══ Stored data ══
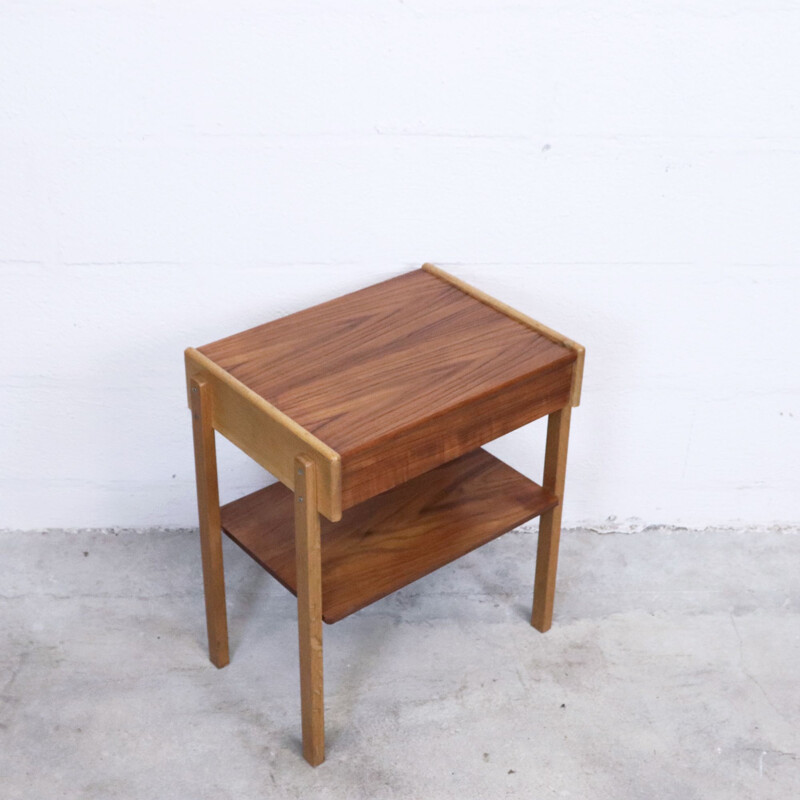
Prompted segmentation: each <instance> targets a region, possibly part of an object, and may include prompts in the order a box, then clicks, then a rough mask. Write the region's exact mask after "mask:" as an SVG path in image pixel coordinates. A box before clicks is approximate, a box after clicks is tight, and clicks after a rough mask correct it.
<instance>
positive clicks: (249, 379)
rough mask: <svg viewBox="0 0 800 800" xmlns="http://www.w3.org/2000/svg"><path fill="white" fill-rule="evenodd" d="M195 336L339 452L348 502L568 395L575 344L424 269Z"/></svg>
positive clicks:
═══
With no other words, report how many lines in the entries hold the string "mask".

Response area →
2